▶ **Exercise tasks**:
- a) List every woman the passage about Dock Ellis names as having dated, been engaged to, or married Bo Belinsky.
- b) Answer these from the passage about Dock Ellis:
(i) On what date did Ellis hit the first three Cincinnati batters?
(ii) What was Bo Belinsky's lifetime record?
(iii) In what year did Ellis die?
- c) Write the next paragraph of the passage about Dock Ellis, picking up after its final sentence.

+++ Provided text +++

The mid-‘70s Cincinnati Reds probably held no great love for Dock either. In an incident almost notorious as his LSD no-hitter, he began the first inning of a May 1, 1974 game against the Big Red Machine by intentionally hitting the first three batters. Joe Morgan, it’s remembered, thought Ellis wouldn’t hit him because Morgan was a “brother.” On the mound, though, all opponents were equal, Ellis plunking Morgan when the Hall of Famer took his turn at bat. Dock went on to walk Tony Perez with the bases loaded before getting removed from the game.
As an aside, one of the oddest things about No No is its use of clips from a way-obscure promo film of the early 1980s, Dugout. Though it’s hard to tell from the brief excerpts, it seems to have been a short designed to scare Little Leaguers away from drugs. Ellis doesn’t appear in it, but, even more unexpectedly, Bo Belinsky — another talented pitcher who threw a no-hitter early in his career — does. Unlike Ellis, Belinsky never had much other success in the big leagues, finishing with a 28-51 lifetime record. Despite that 1962 no-hitter for the Los Angeles Angels (as they were called then), Belinsky was regarded as never fulfilling his potential, largely in part not to drug use, but to being a playboy, dating Mamie Van Doren (to whom he was briefly engaged), Ann-Margret, Connie Stevens, and Tina Louise, as well as marrying Playboy Playmate of the Year Jo Collins.
From what little we see of Belinsky in the excerpts from Dugout used in No No, he seems to be warning kids away from drugs, in the wooden manner common to charismatic non-actor celebrities. The kids seem to be taking his cautions seriously, but here’s betting that no one could successfully warn aspiring big leaguers to stay away from the likes of Ann-Margret and Tina Louise. As it happens, Pat Jordan’s The Suitors of Spring also has a fascinating profile of Belinsky, who seemed to living it up just as hard right after getting out of the big leagues as he did in his brief peak.
Like Ellis, Belinsky would become a counselor (for alcohol abuse). One of Ellis’s clients, if that’s the right word, came as a surprise to me. Texas Rangers owner Brad Corbett, Sr., as his son reveals in the movie, was an alcoholic. Ellis remained friendly with Corbett after his brief time in Rangers uniform, and helped Corbett with his drink problem, Dock spending (according to at least one account in the film) almost all of his post-baseball life sober before his death in 2008.

+++ Excerpted records +++

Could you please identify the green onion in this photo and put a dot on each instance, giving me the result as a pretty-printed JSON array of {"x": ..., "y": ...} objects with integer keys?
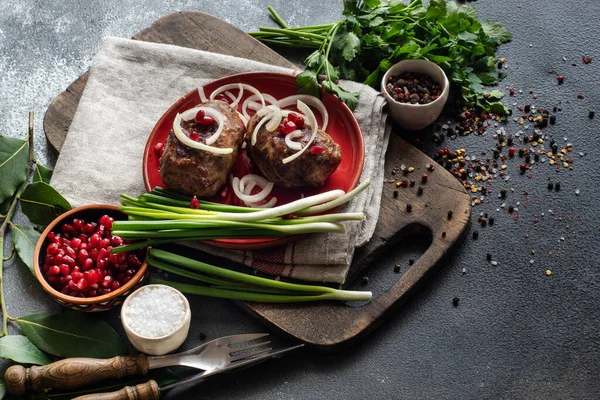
[{"x": 236, "y": 285}]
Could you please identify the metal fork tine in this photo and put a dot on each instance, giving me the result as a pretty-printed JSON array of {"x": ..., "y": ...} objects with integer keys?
[
  {"x": 250, "y": 354},
  {"x": 247, "y": 347}
]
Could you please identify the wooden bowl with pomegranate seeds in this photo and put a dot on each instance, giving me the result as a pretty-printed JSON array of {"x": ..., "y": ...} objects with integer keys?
[{"x": 73, "y": 260}]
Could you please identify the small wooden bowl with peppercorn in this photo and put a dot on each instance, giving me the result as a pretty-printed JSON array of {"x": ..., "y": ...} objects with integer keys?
[
  {"x": 73, "y": 260},
  {"x": 416, "y": 92}
]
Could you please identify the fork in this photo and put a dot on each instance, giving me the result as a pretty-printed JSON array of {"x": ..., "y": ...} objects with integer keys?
[{"x": 212, "y": 357}]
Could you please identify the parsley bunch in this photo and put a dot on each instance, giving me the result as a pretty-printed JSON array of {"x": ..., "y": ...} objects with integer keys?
[{"x": 375, "y": 34}]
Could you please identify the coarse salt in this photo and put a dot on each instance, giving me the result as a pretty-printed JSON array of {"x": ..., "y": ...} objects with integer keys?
[{"x": 155, "y": 312}]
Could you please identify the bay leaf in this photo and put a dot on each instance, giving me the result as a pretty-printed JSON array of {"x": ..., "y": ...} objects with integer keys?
[
  {"x": 25, "y": 239},
  {"x": 72, "y": 334},
  {"x": 162, "y": 377},
  {"x": 20, "y": 349},
  {"x": 42, "y": 174},
  {"x": 41, "y": 203},
  {"x": 14, "y": 155}
]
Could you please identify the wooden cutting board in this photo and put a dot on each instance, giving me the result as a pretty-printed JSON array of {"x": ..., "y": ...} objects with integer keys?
[{"x": 325, "y": 325}]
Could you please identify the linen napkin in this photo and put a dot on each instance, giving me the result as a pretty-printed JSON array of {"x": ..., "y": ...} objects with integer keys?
[{"x": 132, "y": 83}]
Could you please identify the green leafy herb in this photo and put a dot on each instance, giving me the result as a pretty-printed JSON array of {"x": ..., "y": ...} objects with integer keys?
[
  {"x": 41, "y": 203},
  {"x": 375, "y": 34},
  {"x": 13, "y": 165},
  {"x": 19, "y": 349},
  {"x": 42, "y": 174},
  {"x": 25, "y": 239},
  {"x": 71, "y": 334}
]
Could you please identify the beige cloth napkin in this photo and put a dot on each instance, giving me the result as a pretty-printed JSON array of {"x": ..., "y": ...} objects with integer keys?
[{"x": 132, "y": 83}]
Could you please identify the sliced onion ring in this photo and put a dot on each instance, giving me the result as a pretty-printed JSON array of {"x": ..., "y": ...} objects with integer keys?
[
  {"x": 210, "y": 112},
  {"x": 238, "y": 86},
  {"x": 313, "y": 123},
  {"x": 183, "y": 138},
  {"x": 311, "y": 101},
  {"x": 289, "y": 140},
  {"x": 247, "y": 198}
]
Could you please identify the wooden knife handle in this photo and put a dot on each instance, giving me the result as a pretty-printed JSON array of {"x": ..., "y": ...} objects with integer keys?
[
  {"x": 72, "y": 373},
  {"x": 143, "y": 391}
]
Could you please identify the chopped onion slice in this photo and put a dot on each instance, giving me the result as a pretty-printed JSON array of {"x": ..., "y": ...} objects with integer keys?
[
  {"x": 238, "y": 86},
  {"x": 291, "y": 144},
  {"x": 209, "y": 112},
  {"x": 183, "y": 138},
  {"x": 202, "y": 95},
  {"x": 313, "y": 123},
  {"x": 251, "y": 103},
  {"x": 310, "y": 100},
  {"x": 264, "y": 112},
  {"x": 248, "y": 198}
]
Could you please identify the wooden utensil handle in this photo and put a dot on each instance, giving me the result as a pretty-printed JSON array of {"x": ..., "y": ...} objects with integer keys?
[
  {"x": 143, "y": 391},
  {"x": 72, "y": 373}
]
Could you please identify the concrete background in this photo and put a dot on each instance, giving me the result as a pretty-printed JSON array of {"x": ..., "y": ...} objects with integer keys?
[{"x": 516, "y": 333}]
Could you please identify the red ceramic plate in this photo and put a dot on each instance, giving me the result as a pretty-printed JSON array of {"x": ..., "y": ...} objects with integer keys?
[{"x": 342, "y": 127}]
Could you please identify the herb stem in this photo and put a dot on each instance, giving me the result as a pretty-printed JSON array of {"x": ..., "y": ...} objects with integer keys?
[{"x": 5, "y": 224}]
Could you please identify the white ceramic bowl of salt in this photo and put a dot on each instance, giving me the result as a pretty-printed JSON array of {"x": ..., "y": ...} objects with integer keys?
[{"x": 156, "y": 319}]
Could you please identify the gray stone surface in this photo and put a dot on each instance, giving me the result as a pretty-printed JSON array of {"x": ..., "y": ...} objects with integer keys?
[{"x": 516, "y": 333}]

+++

▶ **Responses for each task**:
- a) Mamie Van Doren, Ann-Margret, Connie Stevens, Tina Louise, Jo Collins

- b)
(i) May 1, 1974
(ii) 28-51
(iii) 2008

- c)
It was a productive comeback of sorts considering how poorly Ellis, like many athletes, handled the sudden loss of his skills and end of his career. I’d forgotten that Dock briefly returned to the Pirates to finish his career at the end of 1979. The Pirates were fighting for a playoff spot (which they got, going on to win the World Series), and picked up Ellis with just a week or so to go in the season. He didn’t pitch too badly in his three games and seven innings, going four frames and getting a no-decision in the one game he did start, the second game of a September 24 doubleheader. (I’m guessing that doubleheader is probably the reason he got picked up, to make an emergency start to help out a heavily worked staff.) He confessed to Bruce Kison, however, that his arm was shot, and never appeared in a big league game after the regular schedule was over, being ineligible for the postseason roster. A five-hour session of abusing his second wife — including holding a gun in her mouth, and afterward demanding she have sex with him — was, she says in the film, fallout from his anger over getting released shortly afterward.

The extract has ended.